►

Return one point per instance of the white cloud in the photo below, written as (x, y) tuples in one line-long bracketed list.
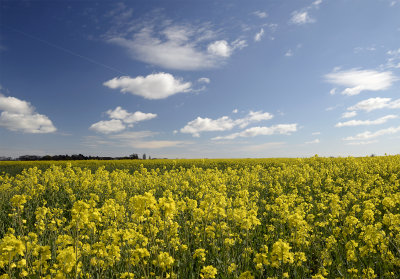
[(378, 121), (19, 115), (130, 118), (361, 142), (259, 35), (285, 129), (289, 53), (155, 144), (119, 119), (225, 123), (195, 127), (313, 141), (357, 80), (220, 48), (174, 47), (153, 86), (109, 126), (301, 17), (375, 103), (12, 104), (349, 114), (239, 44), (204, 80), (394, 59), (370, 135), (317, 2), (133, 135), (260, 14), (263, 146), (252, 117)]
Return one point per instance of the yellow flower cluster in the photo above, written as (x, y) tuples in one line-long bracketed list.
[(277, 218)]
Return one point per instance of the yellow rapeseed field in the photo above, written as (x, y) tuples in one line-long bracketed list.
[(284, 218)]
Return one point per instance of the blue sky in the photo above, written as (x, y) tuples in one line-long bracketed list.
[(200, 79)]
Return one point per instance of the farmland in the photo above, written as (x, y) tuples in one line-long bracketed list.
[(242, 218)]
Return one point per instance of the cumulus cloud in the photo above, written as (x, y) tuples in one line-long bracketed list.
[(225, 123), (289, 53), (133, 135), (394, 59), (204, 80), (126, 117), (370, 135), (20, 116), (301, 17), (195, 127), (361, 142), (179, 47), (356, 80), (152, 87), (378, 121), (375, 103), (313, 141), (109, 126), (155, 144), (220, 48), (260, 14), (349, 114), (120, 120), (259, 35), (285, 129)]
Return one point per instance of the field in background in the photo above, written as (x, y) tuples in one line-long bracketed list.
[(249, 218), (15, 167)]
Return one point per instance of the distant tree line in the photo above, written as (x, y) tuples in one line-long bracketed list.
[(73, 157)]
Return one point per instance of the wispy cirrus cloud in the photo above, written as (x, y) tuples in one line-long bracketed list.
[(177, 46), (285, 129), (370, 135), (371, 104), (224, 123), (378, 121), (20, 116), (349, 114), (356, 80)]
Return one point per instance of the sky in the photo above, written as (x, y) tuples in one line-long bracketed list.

◄
►

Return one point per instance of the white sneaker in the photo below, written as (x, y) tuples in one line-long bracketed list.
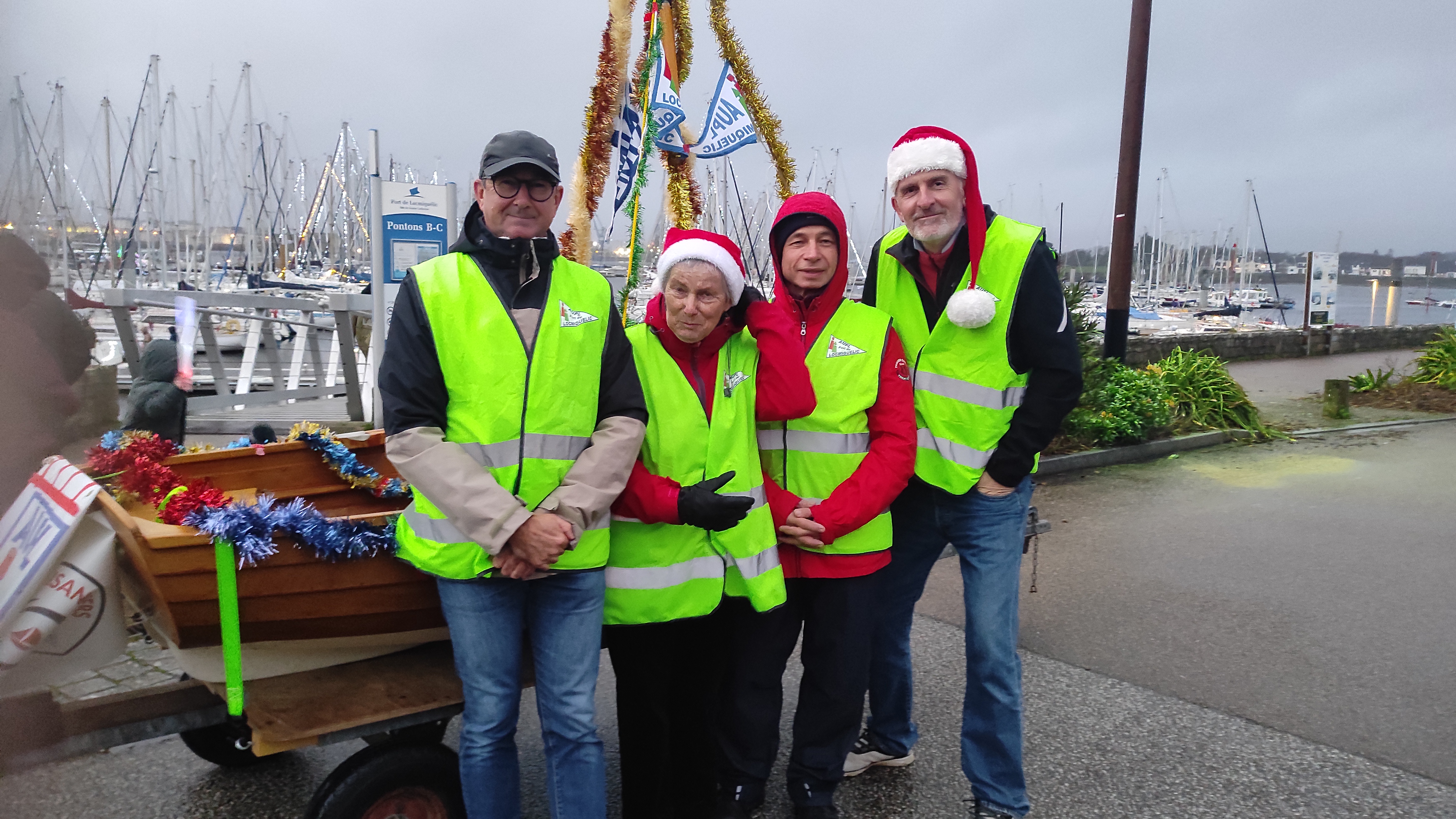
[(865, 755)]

◄

= Required work =
Here the output must be the lines above from the line with "Return one point per instance of the distant" to the line with "Return one point per instance of the sky", both included, duplicated word for word and nothing else.

= Task result =
Return one point per instance of the distant tree line in the photo above, written as (x, y) tuples in one line-long bracketed list.
[(73, 157)]
Return one point per instance of the wispy cirrus cloud in the photo above, written as (x, y) tuples in one line-long bracketed list.
[(177, 46), (285, 129), (370, 135), (371, 104), (224, 123), (378, 121), (20, 116), (349, 114), (356, 80)]
Return one point per instance of the sky in the photo above, written as (x, y) tuples in one line-long bracketed list.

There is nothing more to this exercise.